Kumpulan Latihan:
a - Jawablah pertanyaan berikut berdasarkan kutipan sumber, dengan penanda yang sama:
(i) Berapa banyak pendidik yang disurvei dalam penelitian yang disebutkan?
(ii) Buku NAPLAN apa yang pertama kali dibeli?
(iii) Berapa lama masa EAP di Bali dijalani?
b - Tolong tentukan apakah setiap pernyataan ini sesuai dengan kutipan sumber, lalu kutip kata-kata penentunya:
(i) Persuasive writing bertujuan untuk menghibur pembaca.
(ii) Resep termasuk contoh procedural writing.
(iii) Discussion writing lebih sering digunakan dalam menulis tugas-tugas essai.

Kutipan Sumber:

Hasil penelitian yang dilakukan oleh John Polesel, Suzanne Rice dan Nicole Dulfer yang dimuat dalam Jurnal of Education Policy juga menyatakan hal yang tak jauh berbeda. NAPLAN memaksa guru untuk menekankan pembelajaran pada materi test. Menurut hasil survey yang dilaksanakan terhadap 8000 pendidik, NAPLAN telah mendistorsi proses pembelajaran, membatasi kurikulum, dan menyebabkan siswa hanya berfokus pada test tersebut.  

Saya sendiri sempat mendengar kontroversi NAPLAN ini. Hanya saja, mengingat tantangan yang dihadapi Amira jauh lebih berat ketika pulang ke Indonesia nanti, dengan adanya UN, rasanya tak ada salahnya kalau saya mulai membiasakannya dengan test seperti ini.

Buku NAPLAN pertama yang saya beli adalah writing. Dari hasil pengamatan terhadap tugas-tugas sekolah Amira, di mata pelajaran ini lah yang menurut saya perlu ditingkatkan selain numerasi. Mungkin juga karena persepsi dan harapan saya agar dia memiliki kemampuan menulis yang baik.

Wow….saya dibuat takjub saat membaca sekilas isi buku bimbingan writing NAPLAN. Canggih…mengingatkan saya pada peristiwa 11 tahun lalu saat saya menjalani masa EAP (English for Academic Purpose) di Bali selama 9 bulan. Atau ketika saya mengambil test IELTS. Persis sekali. Ternyata anak-anak SD sudah diajarkan test semacam ini. Namun demikian, buku tersebut justru membuat saya begitu bersemangat untuk mendorong Amira belajar menulis. Tentu juga untuk menambah pemahaman saya tentang teknik-teknik menulis.

Buku tersebut dibagi dalam empat bagian: persuasive writing, recount writing, narrative writing, discussion writing, dan procedural writing. Menurut buku tulisan Julienne Laidlaw, Persuasive writing tujuannya adalah untuk meyakinkan atau mengajak pembaca. Dalam tulisan jenis ini, penulis menyajikan argumen pro dan kontra terhadap sebuah topik atau tema. Recount writing  adalah tulisan yang menceritakan kembali kisah sang penulis. Narrative writing adalah jenis tulisan yang menceritakan sesuatu dengan tujuan untuk menghibur atau berbagi pengalaman kepada pembaca. Novels, cerpen, puisi, cerita rakyat, legenda, dan mitos masuk dalam kategori ini. Discussion writing lebih sering digunakan dalam menulis tugas-tugas essai. Masih menurut Julienne, discussion writing merupakan tulisan yang menyajikan dua sisi argumen atau issue, pro atau kontra terhadap suatu topik. Terakhir, procedural writing adalah tulisan yang menyajikan prosedur atau cara. Contoh sederhananya adalah resep, bagaimana membuat risoles, bagaimana membuat mie ayam, dll.

Pada prinsipnya, Amira sudah diajari menulis kelima jenis tulisan tersebut di sekolah. Saya sendiri masih ingat saat ia kelas dua Amira sempat menceritakan bahwa ia diminta untuk menulis tentang: which one do you choose, cat or dog?

Bahan yang Disediakan:
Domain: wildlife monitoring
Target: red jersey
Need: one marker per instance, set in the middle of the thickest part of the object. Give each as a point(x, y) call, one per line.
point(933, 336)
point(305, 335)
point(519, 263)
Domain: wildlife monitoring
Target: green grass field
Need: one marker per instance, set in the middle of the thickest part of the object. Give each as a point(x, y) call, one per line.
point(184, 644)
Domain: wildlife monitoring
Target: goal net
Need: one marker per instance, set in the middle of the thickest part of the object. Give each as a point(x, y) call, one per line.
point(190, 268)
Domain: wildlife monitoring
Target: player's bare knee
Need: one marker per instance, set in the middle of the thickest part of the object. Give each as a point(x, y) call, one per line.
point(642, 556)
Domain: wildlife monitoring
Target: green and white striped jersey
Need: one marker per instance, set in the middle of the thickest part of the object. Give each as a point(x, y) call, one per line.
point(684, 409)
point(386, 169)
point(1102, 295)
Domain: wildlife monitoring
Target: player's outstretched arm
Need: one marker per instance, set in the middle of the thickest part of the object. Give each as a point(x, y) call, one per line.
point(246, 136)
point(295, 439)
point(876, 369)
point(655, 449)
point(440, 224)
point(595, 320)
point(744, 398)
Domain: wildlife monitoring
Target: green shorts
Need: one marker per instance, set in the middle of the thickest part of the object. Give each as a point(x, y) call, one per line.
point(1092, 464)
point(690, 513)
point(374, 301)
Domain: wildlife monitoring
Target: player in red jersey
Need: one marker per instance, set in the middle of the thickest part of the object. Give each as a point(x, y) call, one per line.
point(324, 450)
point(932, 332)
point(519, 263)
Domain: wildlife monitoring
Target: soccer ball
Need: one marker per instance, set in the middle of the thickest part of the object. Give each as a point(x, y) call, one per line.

Hasil:
a -
(i) 8000 pendidik.
(ii) Buku writing.
(iii) Selama 9 bulan.

b -
(i) Tidak: "Persuasive writing tujuannya adalah untuk meyakinkan atau mengajak pembaca."
(ii) Ya: "Contoh sederhananya adalah resep"
(iii) Ya: "Discussion writing lebih sering digunakan dalam menulis tugas-tugas essai."